• _Exercise prompt_
Please write out exactly the lines that begin at the line containing "as point(198, 429)." and run to the end of the records.

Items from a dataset
_ _ _ _
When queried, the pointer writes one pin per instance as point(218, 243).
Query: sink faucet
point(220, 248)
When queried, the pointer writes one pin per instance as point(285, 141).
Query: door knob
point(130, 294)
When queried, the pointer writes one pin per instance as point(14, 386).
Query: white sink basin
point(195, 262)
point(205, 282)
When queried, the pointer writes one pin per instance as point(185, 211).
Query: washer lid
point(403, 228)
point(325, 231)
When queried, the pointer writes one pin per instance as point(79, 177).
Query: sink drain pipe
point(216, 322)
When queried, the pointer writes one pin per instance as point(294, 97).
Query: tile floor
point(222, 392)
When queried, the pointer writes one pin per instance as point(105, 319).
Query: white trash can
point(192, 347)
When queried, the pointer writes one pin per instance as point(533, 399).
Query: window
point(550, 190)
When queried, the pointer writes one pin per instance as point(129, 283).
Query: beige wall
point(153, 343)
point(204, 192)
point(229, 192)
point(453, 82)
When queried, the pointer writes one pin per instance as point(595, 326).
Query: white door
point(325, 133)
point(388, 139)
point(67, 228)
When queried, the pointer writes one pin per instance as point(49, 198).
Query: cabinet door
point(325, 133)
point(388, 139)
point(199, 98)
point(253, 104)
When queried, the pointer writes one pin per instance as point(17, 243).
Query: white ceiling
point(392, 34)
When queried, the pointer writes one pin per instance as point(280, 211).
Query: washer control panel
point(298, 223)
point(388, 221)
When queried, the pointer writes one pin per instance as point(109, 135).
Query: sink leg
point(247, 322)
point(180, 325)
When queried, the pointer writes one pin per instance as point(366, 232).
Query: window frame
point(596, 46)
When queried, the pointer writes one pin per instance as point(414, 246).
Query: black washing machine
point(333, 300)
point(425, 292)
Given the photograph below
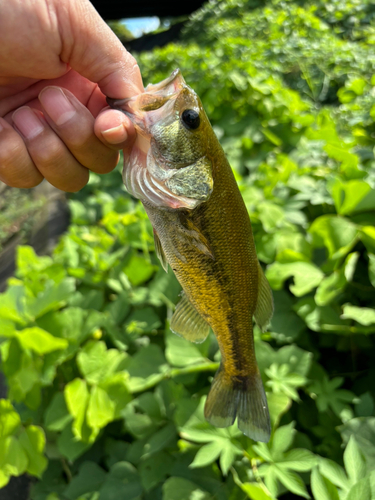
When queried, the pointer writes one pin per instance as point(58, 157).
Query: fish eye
point(190, 118)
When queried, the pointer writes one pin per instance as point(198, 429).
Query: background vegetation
point(104, 402)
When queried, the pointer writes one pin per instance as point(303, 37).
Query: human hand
point(58, 61)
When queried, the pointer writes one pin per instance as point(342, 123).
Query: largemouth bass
point(179, 171)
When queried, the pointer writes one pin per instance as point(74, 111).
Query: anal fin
_ _ _ _
• _Exercise output_
When queried, the pointer writes one pin per instance as point(198, 429).
Query: background vegetation
point(104, 402)
When queried, the pointer writes one pin per instance as point(303, 37).
Query: human hand
point(58, 61)
When queried, the pointer writes one pin per instance as point(342, 123).
Query: largemouth bass
point(179, 171)
When queried, the pointer writes one pin per instance as point(74, 111).
Query: anal fin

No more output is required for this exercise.